* [EXERCISE PROMPT] Copy everything in the time management article below from "7 Steps to Effective" down to "too many variables.", swapping "task list" for "to-do list".

* [EXTRACT PROVIDED]
7 Steps to Effective Time Management
We could all use a few time management tips. Like, I know I could use some time management tips. So here’s 7 of the feckers.
Definition of ‘get organized’: to arrange one’s things or one’s affairs so they can be dealt with effectively. eg. He never knows what he has scheduled or where anything is. He needs to get organized. (Merriam Webster)
Start with your Productivity Baseline… so you can see where you’ve improved. Then get going on more effective time management, with the following 7 steps.
Time Management Step One – Brain Dump
Write it all down. In whatever system you use, take a note of EVERYTHING that you need to spend time on.
You can create this task list for the day ahead, for the week, or for the month. A year is pushing it a bit far – too many variables.
Whatever time frame you choose though, take a few minutes at the start of it (or the night before) and load all your tasks into a brain dump page.
Time Management Step Two – Categorise
Now, decide your categories. What are the groupings that make sense for you. For example: Family Stuff, Work Stuff, Personal Stuff. Or to sub-divide a work list, for me the tasks fall into the categories of Courses, Clients, or Content Marketing.

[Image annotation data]

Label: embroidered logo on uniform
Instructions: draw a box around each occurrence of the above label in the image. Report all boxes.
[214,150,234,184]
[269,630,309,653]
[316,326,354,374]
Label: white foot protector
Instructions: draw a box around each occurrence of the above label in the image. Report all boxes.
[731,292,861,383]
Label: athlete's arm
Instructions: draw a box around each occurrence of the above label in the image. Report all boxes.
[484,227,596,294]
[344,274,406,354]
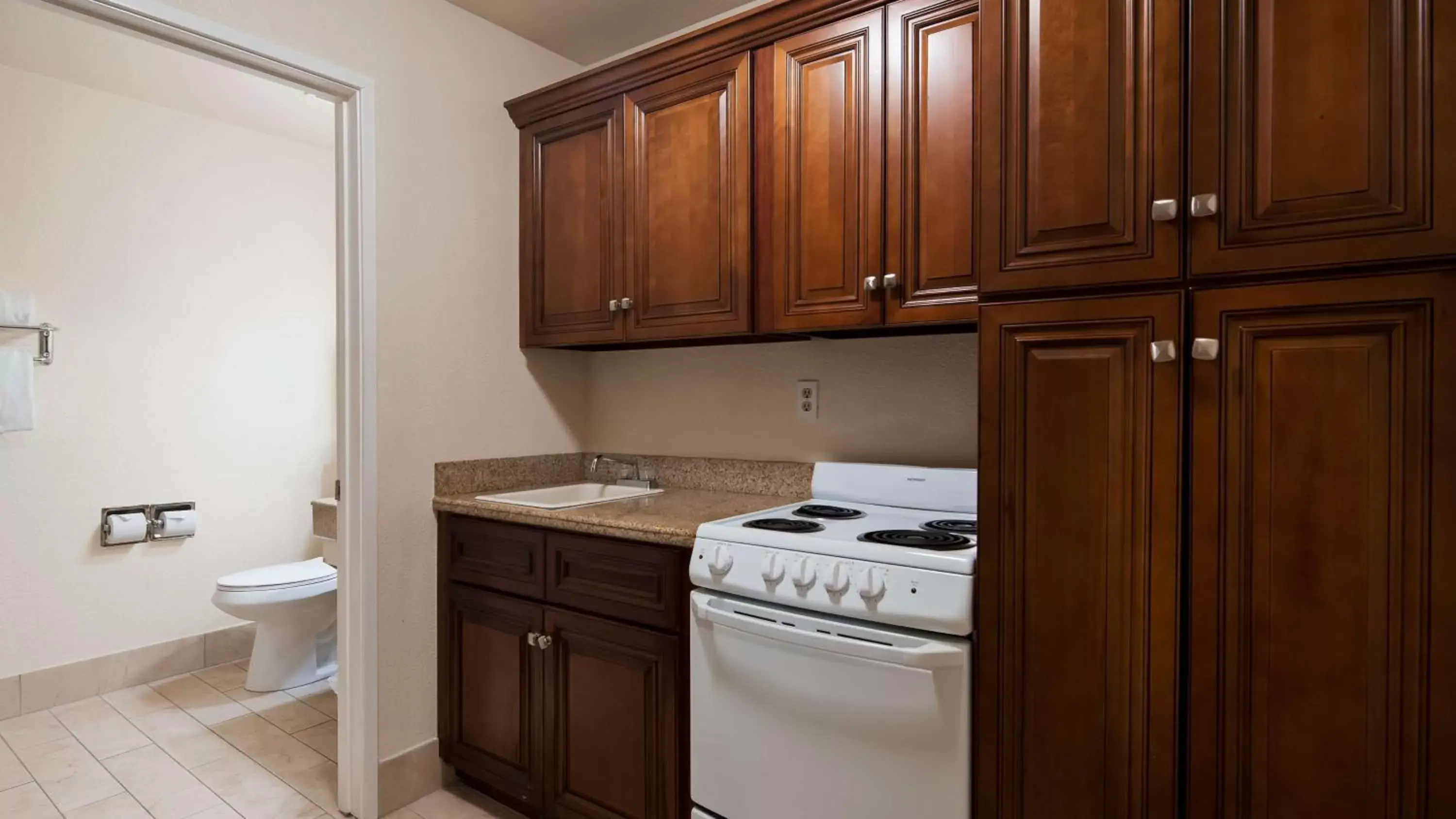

* [PROBLEM SOLUTION]
7 Steps to Effective Time Management
We could all use a few time management tips. Like, I know I could use some time management tips. So here’s 7 of the feckers.
Definition of ‘get organized’: to arrange one’s things or one’s affairs so they can be dealt with effectively. eg. He never knows what he has scheduled or where anything is. He needs to get organized. (Merriam Webster)
Start with your Productivity Baseline… so you can see where you’ve improved. Then get going on more effective time management, with the following 7 steps.
Time Management Step One – Brain Dump
Write it all down. In whatever system you use, take a note of EVERYTHING that you need to spend time on.
You can create this to-do list for the day ahead, for the week, or for the month. A year is pushing it a bit far – too many variables.